ÉPOCA – A tendência em acreditar no sobrenatural é um produto da evolução?

Buonomano – A crença em espíritos, bruxas e diabos é universal. Isso ocorre pela necessidade de encontrar causas para o que acontecia. Como seria possível para um homem primitivo não acreditar em forças superiores diante da morte? Nossos ancestrais não tinham conhecimento para explicar situações complexas. A crença no sobrenatural talvez tenha permitido que o cérebro não se aprofundasse em questões abstra­tas, como o sentido da vida – e gastasse mais energia em coisas práticas que garantissem a sobrevivência, como a melhor forma de achar comida.



ÉPOCA – É possível evitar os efeitos das falhas cerebrais?

Buonomano – O mais incrível da mente humana é que, mesmo sendo o produto da evolução, ela é capaz de analisar a si mesma. A melhor forma de se proteger contra a herança de nosso passado é aprender como o cérebro funciona.



ÉPOCA – Quanto disso tudo o senhor aprendeu no Brasil?

Buonomano – Fui morar em Campinas quando tinha 7 anos. Meu pai aceitou um emprego de professor no Departamento de Matemática da Unicamp (Universidade de Campinas). Foi muito bom crescer com um pé em cada cultura. Mesmo com algumas diferenças culturais, somos muito parecidos. Voltei aos Estados Unidos com 22 anos, mas me considero 50% brasileiro, e volto sempre que posso para visitar os amigos.

> _LINHAS EXTRAÍDAS_
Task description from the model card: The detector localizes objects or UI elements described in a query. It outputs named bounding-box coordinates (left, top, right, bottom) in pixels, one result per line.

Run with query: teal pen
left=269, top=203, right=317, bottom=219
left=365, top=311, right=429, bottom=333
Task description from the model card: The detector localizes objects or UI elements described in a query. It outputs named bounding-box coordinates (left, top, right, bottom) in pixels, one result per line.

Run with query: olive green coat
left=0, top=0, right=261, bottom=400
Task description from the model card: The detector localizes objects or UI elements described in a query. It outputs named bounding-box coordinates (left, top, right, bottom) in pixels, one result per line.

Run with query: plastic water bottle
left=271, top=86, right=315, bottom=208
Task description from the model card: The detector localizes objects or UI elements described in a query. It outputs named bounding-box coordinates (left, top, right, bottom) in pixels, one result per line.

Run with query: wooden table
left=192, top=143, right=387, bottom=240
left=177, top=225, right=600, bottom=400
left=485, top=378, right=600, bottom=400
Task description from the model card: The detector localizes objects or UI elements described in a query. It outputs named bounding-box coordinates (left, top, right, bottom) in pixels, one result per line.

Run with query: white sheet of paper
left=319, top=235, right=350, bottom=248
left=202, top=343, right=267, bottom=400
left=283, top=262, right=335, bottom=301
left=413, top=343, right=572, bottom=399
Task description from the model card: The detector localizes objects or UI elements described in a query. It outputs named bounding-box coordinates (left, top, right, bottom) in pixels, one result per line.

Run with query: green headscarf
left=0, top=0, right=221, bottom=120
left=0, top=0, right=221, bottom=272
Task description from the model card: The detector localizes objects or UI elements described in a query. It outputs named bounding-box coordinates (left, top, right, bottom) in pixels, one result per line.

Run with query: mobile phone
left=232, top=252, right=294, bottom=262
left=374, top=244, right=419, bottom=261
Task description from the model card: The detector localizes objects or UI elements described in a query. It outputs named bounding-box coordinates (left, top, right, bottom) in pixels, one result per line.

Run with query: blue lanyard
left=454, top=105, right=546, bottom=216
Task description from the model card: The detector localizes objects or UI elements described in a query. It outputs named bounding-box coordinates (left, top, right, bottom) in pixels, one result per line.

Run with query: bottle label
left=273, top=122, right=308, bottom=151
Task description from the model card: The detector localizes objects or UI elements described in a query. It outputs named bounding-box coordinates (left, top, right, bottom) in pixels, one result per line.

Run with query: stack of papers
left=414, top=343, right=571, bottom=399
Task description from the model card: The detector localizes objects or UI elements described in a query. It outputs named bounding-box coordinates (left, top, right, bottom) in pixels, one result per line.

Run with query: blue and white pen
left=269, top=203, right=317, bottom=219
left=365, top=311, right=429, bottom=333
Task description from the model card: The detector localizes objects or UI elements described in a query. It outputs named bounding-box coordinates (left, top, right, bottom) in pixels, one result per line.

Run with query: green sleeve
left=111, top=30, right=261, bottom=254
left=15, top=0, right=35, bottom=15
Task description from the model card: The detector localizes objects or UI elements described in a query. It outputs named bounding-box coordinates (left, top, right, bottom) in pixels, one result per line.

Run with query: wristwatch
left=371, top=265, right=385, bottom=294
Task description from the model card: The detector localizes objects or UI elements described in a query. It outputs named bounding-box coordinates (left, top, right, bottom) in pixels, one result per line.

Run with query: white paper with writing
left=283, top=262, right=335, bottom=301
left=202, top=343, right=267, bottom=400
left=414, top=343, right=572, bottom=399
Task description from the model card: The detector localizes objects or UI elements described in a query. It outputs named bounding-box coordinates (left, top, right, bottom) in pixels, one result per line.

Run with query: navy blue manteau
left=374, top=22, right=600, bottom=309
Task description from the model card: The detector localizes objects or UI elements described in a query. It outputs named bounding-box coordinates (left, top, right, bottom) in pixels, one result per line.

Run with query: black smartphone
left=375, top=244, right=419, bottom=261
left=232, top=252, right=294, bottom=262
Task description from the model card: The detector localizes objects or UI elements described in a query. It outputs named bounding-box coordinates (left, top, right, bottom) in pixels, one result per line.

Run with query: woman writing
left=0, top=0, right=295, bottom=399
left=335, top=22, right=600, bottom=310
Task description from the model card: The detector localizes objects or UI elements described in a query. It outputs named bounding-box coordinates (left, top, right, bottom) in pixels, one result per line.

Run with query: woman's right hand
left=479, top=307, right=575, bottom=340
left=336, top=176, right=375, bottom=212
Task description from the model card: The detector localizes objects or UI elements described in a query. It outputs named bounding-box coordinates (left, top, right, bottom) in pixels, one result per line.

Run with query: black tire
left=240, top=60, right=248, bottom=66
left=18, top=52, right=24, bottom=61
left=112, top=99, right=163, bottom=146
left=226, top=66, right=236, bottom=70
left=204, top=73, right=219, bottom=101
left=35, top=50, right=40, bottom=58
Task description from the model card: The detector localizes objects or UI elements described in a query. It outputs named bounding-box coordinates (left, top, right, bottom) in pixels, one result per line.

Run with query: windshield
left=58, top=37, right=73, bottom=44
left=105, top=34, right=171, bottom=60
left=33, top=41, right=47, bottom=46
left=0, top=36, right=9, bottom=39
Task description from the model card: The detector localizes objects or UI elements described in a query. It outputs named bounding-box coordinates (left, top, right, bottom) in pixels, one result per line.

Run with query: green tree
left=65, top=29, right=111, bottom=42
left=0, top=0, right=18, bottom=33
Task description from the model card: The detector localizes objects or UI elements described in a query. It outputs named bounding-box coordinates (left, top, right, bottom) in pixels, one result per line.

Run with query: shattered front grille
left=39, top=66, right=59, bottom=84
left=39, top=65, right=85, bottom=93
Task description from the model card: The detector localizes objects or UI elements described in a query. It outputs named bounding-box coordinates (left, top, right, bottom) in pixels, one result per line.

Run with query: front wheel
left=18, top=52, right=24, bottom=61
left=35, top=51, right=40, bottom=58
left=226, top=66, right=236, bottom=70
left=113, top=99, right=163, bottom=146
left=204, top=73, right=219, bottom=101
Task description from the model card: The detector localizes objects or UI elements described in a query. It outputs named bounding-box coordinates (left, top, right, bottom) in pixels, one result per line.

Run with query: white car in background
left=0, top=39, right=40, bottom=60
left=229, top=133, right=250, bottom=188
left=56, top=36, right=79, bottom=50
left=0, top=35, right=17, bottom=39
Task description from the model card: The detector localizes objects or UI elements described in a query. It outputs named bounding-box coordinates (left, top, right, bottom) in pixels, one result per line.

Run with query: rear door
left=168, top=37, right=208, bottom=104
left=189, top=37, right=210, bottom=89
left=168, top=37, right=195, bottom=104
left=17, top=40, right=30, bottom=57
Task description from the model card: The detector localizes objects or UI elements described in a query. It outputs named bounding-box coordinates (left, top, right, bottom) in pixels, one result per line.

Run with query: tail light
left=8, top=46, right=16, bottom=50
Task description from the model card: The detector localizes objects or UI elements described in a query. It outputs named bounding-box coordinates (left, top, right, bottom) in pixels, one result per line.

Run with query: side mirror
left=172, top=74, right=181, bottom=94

> _O QUE FAZER_
Copie a entrevista começando em "Buonomano – O" e terminando em "aprendeu no Brasil?", mudando "evolução" para "seleção natural".

> _RESPOSTA ESPERADA_
Buonomano – O mais incrível da mente humana é que, mesmo sendo o produto da seleção natural, ela é capaz de analisar a si mesma. A melhor forma de se proteger contra a herança de nosso passado é aprender como o cérebro funciona.



ÉPOCA – Quanto disso tudo o senhor aprendeu no Brasil?